*Document extract*.

• • • • •

Renew earned revenue of $690,000 last year, which came wholly from payments from the U.S. government. The company’s other revenue stream kicks in (hopefully) when it sells its investments.
At that time, Renew will repay its angels’ initial investment, give them 75 percent of the profit above that amount and then pay itself 25 percent of the profit.
That could take years, however.
In the meantime, Davis spends most of his time in Africa, searching for investments and helping manage the companies in which Renew has a stake. He keeps investors abreast through periodic conference calls.
When he is in the District, he arranges road shows to recruit new investors and keep the current investors up to date.
Davis grew up in New Hampshire and graduated from the University of Utah with a bachelor of science degree in physics.
But he wasn’t sold on spending his life in a lab. One of his professors told Davis he had a natural understanding of business, so when he graduated, he went straight into a master’s program combining physics and business, paying his way by waiting tables.
Davis always wanted to make money. In 2004, he headed to the East Coast with his master’s in hand, hoping to make his fortune. After interviewing at Booz Allen, MicroStrategy and other companies, he was hired at Touchstone, a consulting firm near Dupont Circle.
He worked at Touchstone from 2004 through 2010.
Renew sprang from a “light bulb moment” near a Ugandan sugar cane field while Davis was on a vacation in 2006.
“I was driving by a sugar cane field, and I looked up and saw a huge, stucco, red roof group of houses. I asked the driver to pull over. ‘What is this?’ He said it was a sugar cane plantation run by Indian businessmen.”
Curious, Davis met with Ugandan and Indian businessmen who were operating in Africa, picking their brains for ideas and information.

• • • • •

*Source data*.
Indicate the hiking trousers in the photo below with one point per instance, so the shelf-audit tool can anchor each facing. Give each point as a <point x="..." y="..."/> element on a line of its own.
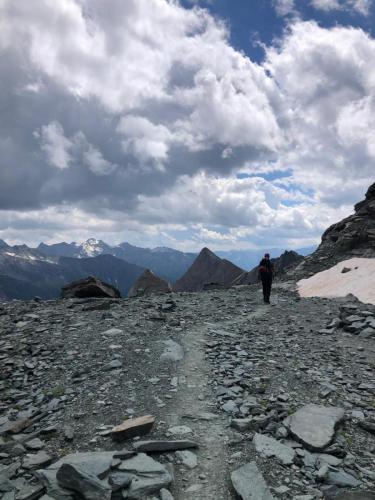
<point x="267" y="285"/>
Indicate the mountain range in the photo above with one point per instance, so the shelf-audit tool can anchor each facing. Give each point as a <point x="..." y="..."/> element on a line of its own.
<point x="27" y="272"/>
<point x="166" y="262"/>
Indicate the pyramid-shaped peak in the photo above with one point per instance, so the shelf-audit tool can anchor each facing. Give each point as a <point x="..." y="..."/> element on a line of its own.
<point x="208" y="270"/>
<point x="370" y="195"/>
<point x="207" y="253"/>
<point x="148" y="284"/>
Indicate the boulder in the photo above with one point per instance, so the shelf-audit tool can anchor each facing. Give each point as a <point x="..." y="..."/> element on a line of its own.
<point x="75" y="478"/>
<point x="315" y="425"/>
<point x="89" y="287"/>
<point x="149" y="476"/>
<point x="97" y="464"/>
<point x="149" y="284"/>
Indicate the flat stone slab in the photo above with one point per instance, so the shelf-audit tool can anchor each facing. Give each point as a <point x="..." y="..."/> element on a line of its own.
<point x="270" y="447"/>
<point x="88" y="485"/>
<point x="250" y="484"/>
<point x="133" y="427"/>
<point x="187" y="458"/>
<point x="97" y="464"/>
<point x="172" y="353"/>
<point x="314" y="425"/>
<point x="34" y="461"/>
<point x="356" y="495"/>
<point x="89" y="474"/>
<point x="150" y="476"/>
<point x="159" y="446"/>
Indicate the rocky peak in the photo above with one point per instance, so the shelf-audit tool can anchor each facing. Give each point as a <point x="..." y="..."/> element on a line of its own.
<point x="354" y="236"/>
<point x="367" y="206"/>
<point x="207" y="270"/>
<point x="3" y="244"/>
<point x="148" y="284"/>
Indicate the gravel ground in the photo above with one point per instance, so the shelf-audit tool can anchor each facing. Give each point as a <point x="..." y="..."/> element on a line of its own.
<point x="88" y="370"/>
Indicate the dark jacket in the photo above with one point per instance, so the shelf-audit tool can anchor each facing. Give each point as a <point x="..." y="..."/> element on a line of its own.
<point x="266" y="270"/>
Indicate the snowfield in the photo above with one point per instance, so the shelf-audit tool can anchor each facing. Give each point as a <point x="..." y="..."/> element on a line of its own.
<point x="360" y="281"/>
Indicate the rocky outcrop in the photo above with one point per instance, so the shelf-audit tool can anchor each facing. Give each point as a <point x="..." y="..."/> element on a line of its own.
<point x="354" y="236"/>
<point x="282" y="265"/>
<point x="89" y="287"/>
<point x="148" y="284"/>
<point x="207" y="271"/>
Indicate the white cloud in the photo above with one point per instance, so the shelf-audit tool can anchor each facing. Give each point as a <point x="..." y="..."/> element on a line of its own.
<point x="359" y="6"/>
<point x="284" y="7"/>
<point x="153" y="97"/>
<point x="325" y="76"/>
<point x="55" y="145"/>
<point x="144" y="139"/>
<point x="96" y="163"/>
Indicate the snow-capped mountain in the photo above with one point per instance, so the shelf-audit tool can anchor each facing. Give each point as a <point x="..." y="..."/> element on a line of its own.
<point x="166" y="262"/>
<point x="26" y="272"/>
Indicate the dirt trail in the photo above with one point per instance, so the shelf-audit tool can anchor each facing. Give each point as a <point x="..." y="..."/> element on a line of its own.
<point x="210" y="480"/>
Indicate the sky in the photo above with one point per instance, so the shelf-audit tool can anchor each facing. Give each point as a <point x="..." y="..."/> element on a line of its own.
<point x="231" y="124"/>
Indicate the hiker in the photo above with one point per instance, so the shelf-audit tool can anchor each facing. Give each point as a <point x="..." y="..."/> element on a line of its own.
<point x="266" y="273"/>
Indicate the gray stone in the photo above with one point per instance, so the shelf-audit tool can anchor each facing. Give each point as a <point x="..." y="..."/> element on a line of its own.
<point x="172" y="353"/>
<point x="241" y="424"/>
<point x="68" y="433"/>
<point x="179" y="430"/>
<point x="315" y="425"/>
<point x="34" y="444"/>
<point x="249" y="483"/>
<point x="72" y="477"/>
<point x="269" y="447"/>
<point x="34" y="461"/>
<point x="165" y="494"/>
<point x="356" y="495"/>
<point x="230" y="407"/>
<point x="149" y="476"/>
<point x="5" y="484"/>
<point x="158" y="446"/>
<point x="115" y="364"/>
<point x="96" y="464"/>
<point x="119" y="480"/>
<point x="187" y="458"/>
<point x="133" y="427"/>
<point x="342" y="479"/>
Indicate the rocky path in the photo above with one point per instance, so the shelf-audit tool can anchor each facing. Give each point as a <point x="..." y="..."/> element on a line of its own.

• • • • •

In the text about Renew, how would you render this sentence in Spanish: "He keeps investors abreast through periodic conference calls."

Mantiene a los inversionistas al tanto mediante conferencias telefónicas periódicas.